§ Assignment
The listing needs restating word for word.
=== Data for this task ===
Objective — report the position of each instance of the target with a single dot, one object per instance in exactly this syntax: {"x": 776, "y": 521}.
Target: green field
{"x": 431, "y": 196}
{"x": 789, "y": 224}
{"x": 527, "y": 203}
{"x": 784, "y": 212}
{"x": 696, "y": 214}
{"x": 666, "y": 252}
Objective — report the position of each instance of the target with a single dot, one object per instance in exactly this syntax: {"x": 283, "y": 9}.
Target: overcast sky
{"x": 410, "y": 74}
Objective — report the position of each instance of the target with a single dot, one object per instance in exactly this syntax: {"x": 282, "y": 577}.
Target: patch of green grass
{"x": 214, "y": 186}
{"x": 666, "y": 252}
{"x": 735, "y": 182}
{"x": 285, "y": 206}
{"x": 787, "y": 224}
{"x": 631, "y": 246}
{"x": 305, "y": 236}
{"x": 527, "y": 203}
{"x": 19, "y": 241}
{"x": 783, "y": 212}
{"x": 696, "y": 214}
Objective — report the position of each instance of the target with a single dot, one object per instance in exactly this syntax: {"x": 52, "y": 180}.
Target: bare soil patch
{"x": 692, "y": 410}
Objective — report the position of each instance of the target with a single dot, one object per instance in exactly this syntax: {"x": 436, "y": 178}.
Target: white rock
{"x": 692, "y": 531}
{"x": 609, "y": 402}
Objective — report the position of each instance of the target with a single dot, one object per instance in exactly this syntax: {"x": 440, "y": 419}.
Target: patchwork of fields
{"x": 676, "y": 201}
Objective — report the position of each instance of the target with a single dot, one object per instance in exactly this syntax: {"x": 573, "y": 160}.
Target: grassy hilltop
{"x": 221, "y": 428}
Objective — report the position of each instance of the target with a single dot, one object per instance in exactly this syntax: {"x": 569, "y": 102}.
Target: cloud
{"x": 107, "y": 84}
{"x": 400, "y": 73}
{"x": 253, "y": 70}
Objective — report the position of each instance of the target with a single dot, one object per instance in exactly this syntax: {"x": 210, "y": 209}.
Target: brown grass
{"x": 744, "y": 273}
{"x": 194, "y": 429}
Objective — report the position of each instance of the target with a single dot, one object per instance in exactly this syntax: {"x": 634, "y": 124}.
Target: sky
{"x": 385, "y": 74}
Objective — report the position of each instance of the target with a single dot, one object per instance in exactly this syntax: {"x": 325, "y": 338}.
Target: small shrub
===
§ Exercise output
Objective — report the position of each instance of the target with a single dot, one object per instance in exactly this syntax: {"x": 776, "y": 521}.
Target: green field
{"x": 431, "y": 196}
{"x": 789, "y": 224}
{"x": 527, "y": 203}
{"x": 784, "y": 212}
{"x": 696, "y": 214}
{"x": 666, "y": 252}
Objective — report the position of each instance of the target with a single dot, one object per instance in exactly this syntax: {"x": 283, "y": 9}.
Target: overcast sky
{"x": 410, "y": 74}
Objective — report the position of each instance of the target with a single dot, one object per instance in exactly this syntax: {"x": 282, "y": 577}.
Target: patch of green grass
{"x": 214, "y": 186}
{"x": 666, "y": 252}
{"x": 735, "y": 182}
{"x": 285, "y": 206}
{"x": 787, "y": 224}
{"x": 631, "y": 246}
{"x": 305, "y": 236}
{"x": 527, "y": 203}
{"x": 19, "y": 241}
{"x": 783, "y": 212}
{"x": 696, "y": 214}
Objective — report the position of each instance of the target with a single dot, one object per instance in exactly this syntax: {"x": 52, "y": 180}.
Target: bare soil patch
{"x": 692, "y": 410}
Objective — report the position of each instance of the target with a single dot, one object per instance in exactly this syntax: {"x": 436, "y": 178}.
Target: white rock
{"x": 692, "y": 531}
{"x": 609, "y": 402}
Objective — report the position of each instance of the target with a single dot, one object per instance in exactly this syntax: {"x": 440, "y": 419}.
Target: patchwork of fields
{"x": 676, "y": 201}
Objective — report the position of each instance of the target with a single dot, one object per instance in exactly this syntax: {"x": 573, "y": 160}.
Target: grassy hilltop
{"x": 221, "y": 428}
Objective — report the position of each instance of the target with a single dot, one object per instance in exactly this syntax: {"x": 569, "y": 102}.
Target: cloud
{"x": 107, "y": 84}
{"x": 400, "y": 73}
{"x": 253, "y": 70}
Objective — report the position of each instance of the target with a single dot, one object per instance in exactly this syntax: {"x": 210, "y": 209}.
Target: brown grass
{"x": 744, "y": 273}
{"x": 194, "y": 429}
Objective — report the position of each instance of the target with a single dot, one object per instance in exactly this syntax: {"x": 634, "y": 124}.
Target: sky
{"x": 385, "y": 74}
Objective — report the position of each instance of the target with a single dot, one object per instance in exactly this syntax: {"x": 325, "y": 338}.
Target: small shrub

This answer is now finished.